Stored data entries:
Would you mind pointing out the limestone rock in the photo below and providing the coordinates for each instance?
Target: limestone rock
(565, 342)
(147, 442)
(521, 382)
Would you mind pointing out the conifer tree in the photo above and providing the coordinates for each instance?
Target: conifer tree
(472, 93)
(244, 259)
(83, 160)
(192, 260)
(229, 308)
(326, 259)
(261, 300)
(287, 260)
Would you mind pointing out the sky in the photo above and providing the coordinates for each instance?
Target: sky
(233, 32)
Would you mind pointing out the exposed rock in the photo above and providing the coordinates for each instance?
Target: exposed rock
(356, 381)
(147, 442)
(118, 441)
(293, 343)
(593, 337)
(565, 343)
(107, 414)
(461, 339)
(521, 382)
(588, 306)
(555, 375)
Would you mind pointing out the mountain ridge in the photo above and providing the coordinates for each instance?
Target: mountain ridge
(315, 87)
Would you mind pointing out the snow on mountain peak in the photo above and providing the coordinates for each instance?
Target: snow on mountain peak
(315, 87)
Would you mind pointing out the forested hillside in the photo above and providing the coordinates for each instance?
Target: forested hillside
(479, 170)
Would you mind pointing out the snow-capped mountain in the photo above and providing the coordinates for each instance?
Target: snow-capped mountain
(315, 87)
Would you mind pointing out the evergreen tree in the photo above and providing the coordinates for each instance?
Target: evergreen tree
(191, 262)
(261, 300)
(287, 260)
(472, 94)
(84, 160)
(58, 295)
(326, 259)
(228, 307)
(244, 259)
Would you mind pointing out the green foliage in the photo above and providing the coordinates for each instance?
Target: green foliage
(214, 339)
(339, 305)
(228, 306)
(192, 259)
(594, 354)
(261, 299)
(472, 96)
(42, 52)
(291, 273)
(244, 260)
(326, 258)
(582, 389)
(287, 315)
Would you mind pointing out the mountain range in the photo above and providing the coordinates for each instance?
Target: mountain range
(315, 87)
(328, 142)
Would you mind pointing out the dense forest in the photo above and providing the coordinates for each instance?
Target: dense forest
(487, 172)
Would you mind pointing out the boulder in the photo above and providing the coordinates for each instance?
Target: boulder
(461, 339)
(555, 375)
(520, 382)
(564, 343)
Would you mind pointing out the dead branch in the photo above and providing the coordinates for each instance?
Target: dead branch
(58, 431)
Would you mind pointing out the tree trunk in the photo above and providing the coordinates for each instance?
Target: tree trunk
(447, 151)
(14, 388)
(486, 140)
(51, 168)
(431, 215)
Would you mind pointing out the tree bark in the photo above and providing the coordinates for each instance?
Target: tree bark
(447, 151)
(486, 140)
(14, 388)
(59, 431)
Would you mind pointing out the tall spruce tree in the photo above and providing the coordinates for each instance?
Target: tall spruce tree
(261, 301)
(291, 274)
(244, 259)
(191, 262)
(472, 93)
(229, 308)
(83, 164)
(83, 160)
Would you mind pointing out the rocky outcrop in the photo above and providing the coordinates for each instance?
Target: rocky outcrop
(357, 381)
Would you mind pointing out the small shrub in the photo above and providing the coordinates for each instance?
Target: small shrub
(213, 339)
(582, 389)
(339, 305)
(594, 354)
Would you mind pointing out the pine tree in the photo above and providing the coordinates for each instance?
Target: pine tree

Activity: The full set of entries should appear again, unchanged, line by line.

The answer:
Would you mind pointing out the limestone rock in the photo below and providing the coordinates for each instance?
Target: limestone rock
(565, 342)
(147, 442)
(521, 382)
Would you mind pointing out the conifer tree in the photo above and providing the coordinates for each instance?
Target: conifer tree
(472, 93)
(244, 259)
(83, 160)
(192, 260)
(229, 308)
(326, 259)
(261, 300)
(287, 260)
Would you mind pointing out the sky in the photo above and providing the coordinates for each instance?
Target: sky
(233, 32)
Would you mind pointing out the exposed rock in the photo above and providing the coordinates for each instance?
Target: exposed rock
(356, 381)
(147, 442)
(118, 441)
(293, 343)
(593, 337)
(565, 343)
(107, 414)
(461, 339)
(521, 382)
(588, 306)
(555, 375)
Would you mind pointing out the mountain ridge in the photo above and providing the coordinates for each instance?
Target: mountain ridge
(315, 87)
Would you mind pointing out the snow on mountain peak in the photo above and providing the coordinates for each instance?
Target: snow on mountain peak
(315, 87)
Would you mind pointing out the forested hillside in the photo above and providing the coordinates for each instance?
Target: forested hillside
(479, 170)
Would you mind pointing out the snow-capped mountain in the photo above and providing the coordinates for each instance?
Target: snow-capped mountain
(315, 87)
Would you mind pointing out the evergreen tree in the photo above and providing the coordinates for each instance?
Target: evergreen tree
(191, 262)
(261, 300)
(287, 260)
(472, 94)
(84, 160)
(58, 295)
(326, 259)
(228, 307)
(244, 259)
Would you mind pointing out the green foliage in the photo above and providing the coordinates for each instance?
Target: green foliage
(214, 339)
(339, 305)
(228, 306)
(192, 259)
(594, 354)
(261, 299)
(472, 96)
(42, 52)
(291, 273)
(244, 260)
(326, 258)
(582, 389)
(287, 315)
Would you mind pointing out the mountain range in the photo above and providing the coordinates for each instance?
Target: mountain range
(315, 87)
(328, 142)
Would you mind pointing out the dense forest in the photo above and providing the coordinates for each instance?
Target: dense forest
(487, 172)
Would you mind pointing out the boulder in the photo above and providing the coordinates for each instance?
Target: boulder
(461, 339)
(555, 375)
(520, 382)
(564, 343)
Would you mind pointing out the dead branch in the photo above and providing the coordinates for each instance?
Target: dead branch
(58, 431)
Would you mind pointing out the tree trunk in the photo above and providing the coordinates for each instance?
Target: tree trunk
(447, 151)
(14, 388)
(486, 140)
(51, 168)
(431, 215)
Would you mind pointing out the tree bark in the photo above and providing the coordinates for each instance?
Target: tree bark
(447, 151)
(486, 140)
(14, 388)
(59, 431)
Would you mind pointing out the tall spruce tree in the photo above and providing the coordinates for each instance?
Target: tall spruce tree
(261, 301)
(291, 274)
(244, 259)
(191, 262)
(472, 93)
(229, 308)
(83, 164)
(83, 160)
Would you mind pointing out the rocky outcrop in the photo above and providing the coordinates for each instance?
Target: rocky outcrop
(357, 381)
Would you mind pointing out the small shrub in the photo above and providing the coordinates for each instance?
Target: small shrub
(213, 339)
(582, 389)
(339, 305)
(594, 354)
Would you mind pointing out the pine tree in the photo above and providing the coordinates for each instance?
Target: pine tree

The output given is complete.